Text block:
--*--

Exxon Corp. v. Baton Rouge Oil and Chemical Workers Union

Decision Date15 March 1996
Docket NumberNo. 94-30681,94-30681
Citation77 F.3d 850
Parties151 L.R.R.M. (BNA) 2737, 131 Lab.Cas. P 11,548, 11 IER Cases 879 EXXON CORP., Plaintiff-Appellant, v. BATON ROUGE OIL and Chemical Workers Union, Defendants-Appellees.
CourtU.S. Court of Appeals — Fifth Circuit

Douglas B. Neagli, Herbert E. O'Niell, Robert E. McNeal, Exxon Company, U.S.A., Houston, TX, for Exxon.

Louis L. Robein, Jr., Gardner, Robein & Urann, Metairie, LA, James D. Thomas, II, Baton Rouge, LA, for Appellees.

Appeal from the United States District Court for the Middle District of Louisiana.

Before REYNALDO G. GARZA, JOLLY and DUHE, Circuit Judges.

E. GRADY JOLLY, Circuit Judge:

This appeal requires us to determine whether, as a matter of national policy, the federal courts must decline to enforce an arbitrator's award that orders only backpay--not reinstatement--for an employee who was fired because of drug use, but also fired in violation of the terms of his collective bargaining agreement. The case arose from the discharge of Donald Chube by Exxon Corporation for his violation of the company's policy on alcohol and drug use. Chube worked as a supervisor in a "safety-sensitive position," and was discharged after a drug test indicated that he had used cocaine. After Exxon terminated Chube, the Baton Rouge Oil and Chemical Workers Union grieved his discharge and won an order for Chube's reinstatement and back pay. The district court affirmed the arbitrator's alternative order for reinstatement only. Exxon appeals. We reverse and render.

I

Exxon operates a chemical plant near Baton Rouge, Louisiana. The production and maintenance employees operate under a collective bargaining agreement dated March 31, 1988. Chube, who was ordinarily an operator in the olefins purification department, had been "stepped up" to a safety-sensitive classification, operations controller, in which he acted as a temporary supervisor. The record is unclear as to the permanency of this position, but it is clear that he was acting as a temporary supervisor at the time that he was drug-tested.

--*--

Source material:

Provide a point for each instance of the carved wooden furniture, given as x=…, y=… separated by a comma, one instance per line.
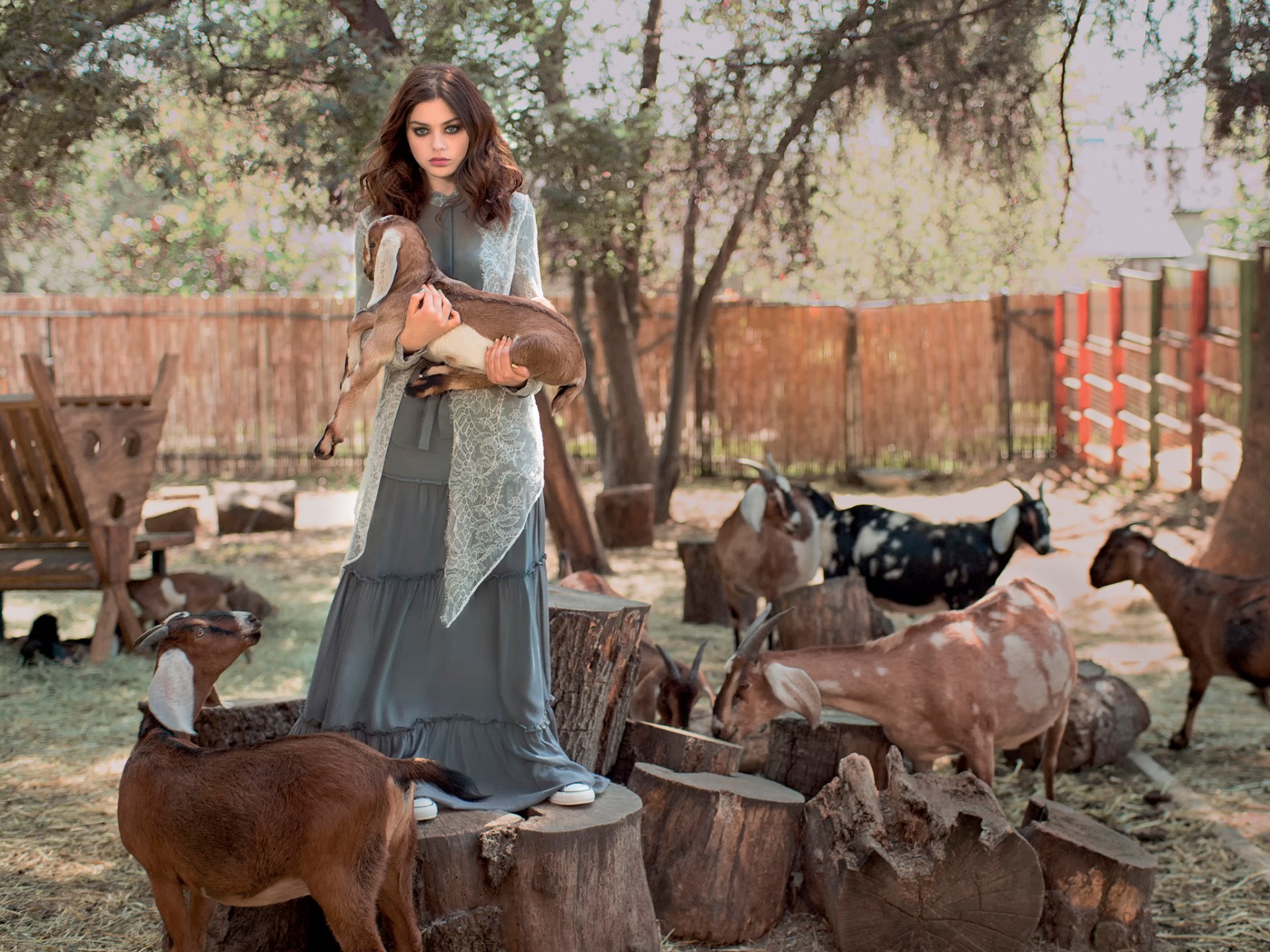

--*--

Problems and tasks:
1. For the Exxon court opinion, say whether each statement agrees with the text: (a) Exxon's chemical plant is near Baton Rouge, Louisiana; (b) Chube was ordinarily an operator in the olefins purification department; (c) the collective bargaining agreement is dated March 15, 1996. For each, answer yes or no and quote the words of the text that decide it.
2. Write out the Exxon court opinion from "CourtU.S. Court of" to "District of Louisiana.", swapping "Metairie" for "New Orleans".

Task-by-task answers:
1.
(a) Yes: "Exxon operates a chemical plant near Baton Rouge, Louisiana."
(b) Yes: "Chube, who was ordinarily an operator in the olefins purification department"
(c) No: "a collective bargaining agreement dated March 31, 1988"

2.
CourtU.S. Court of Appeals — Fifth Circuit

Douglas B. Neagli, Herbert E. O'Niell, Robert E. McNeal, Exxon Company, U.S.A., Houston, TX, for Exxon.

Louis L. Robein, Jr., Gardner, Robein & Urann, New Orleans, LA, James D. Thomas, II, Baton Rouge, LA, for Appellees.

Appeal from the United States District Court for the Middle District of Louisiana.